▸ **Exercise brief**: Set down, character for character, everything in the records below from the line holding "the grass, where" down to the line holding "Look at the photo above. For each instance of the conifer", and no other line.

▸ **Record extracts**:
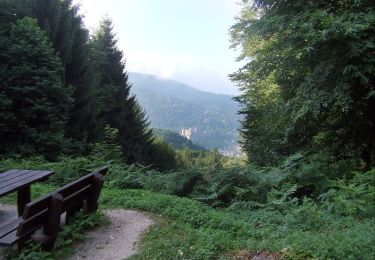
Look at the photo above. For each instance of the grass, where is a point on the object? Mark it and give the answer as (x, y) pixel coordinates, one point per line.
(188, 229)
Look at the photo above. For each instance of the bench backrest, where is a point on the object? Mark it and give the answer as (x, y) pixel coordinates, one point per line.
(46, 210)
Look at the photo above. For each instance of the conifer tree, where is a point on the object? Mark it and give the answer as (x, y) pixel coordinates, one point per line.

...

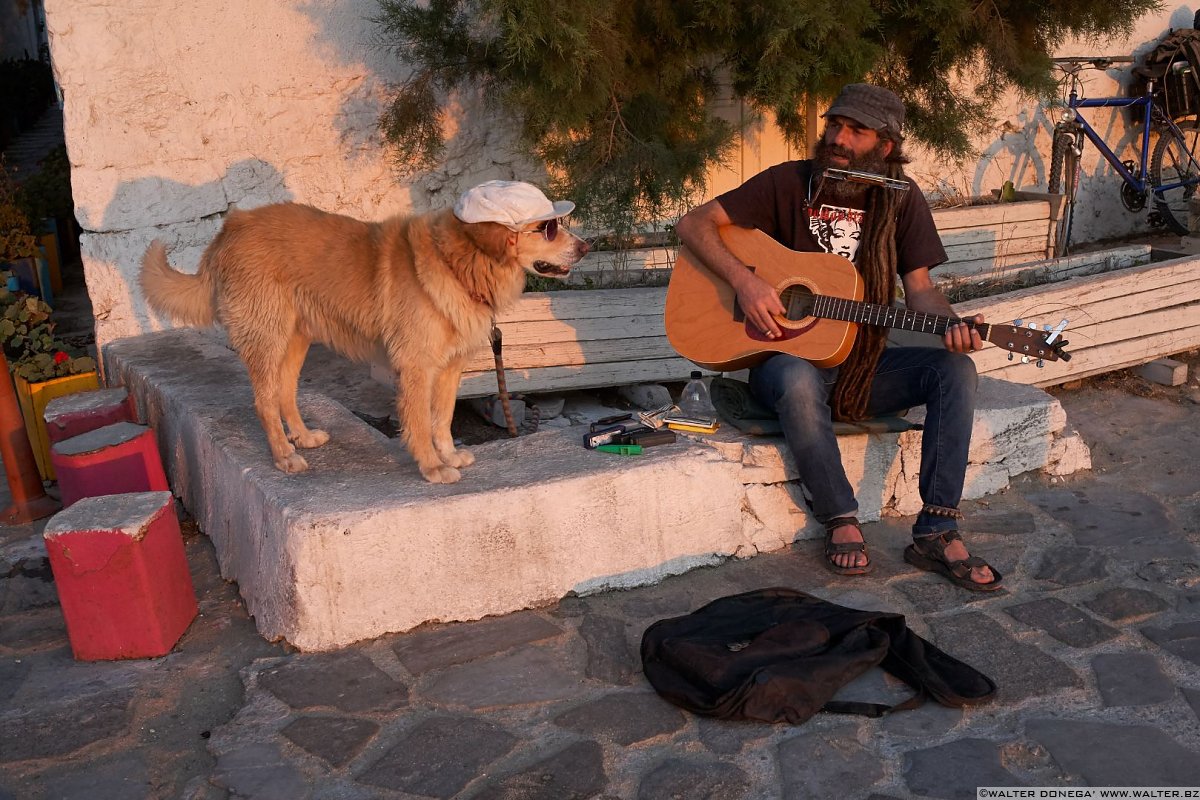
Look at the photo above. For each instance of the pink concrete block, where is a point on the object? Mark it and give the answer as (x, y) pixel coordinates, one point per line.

▸ **Response to this task**:
Look at the photo above. For each instance of the grass, where is a point on the object? Mark it and give the answer as (x, y) pixel coordinates, one point per line.
(188, 229)
Look at the photo above. For each instance of the bench backrest, where is a point on the object? Mark it and give the answer as (x, y) pixel coordinates, one point per line.
(46, 210)
Look at the photo above. For each instance of the conifer tree, where is a point on the object? Mark it and give the answer as (x, y) pixel coordinates, one point per line.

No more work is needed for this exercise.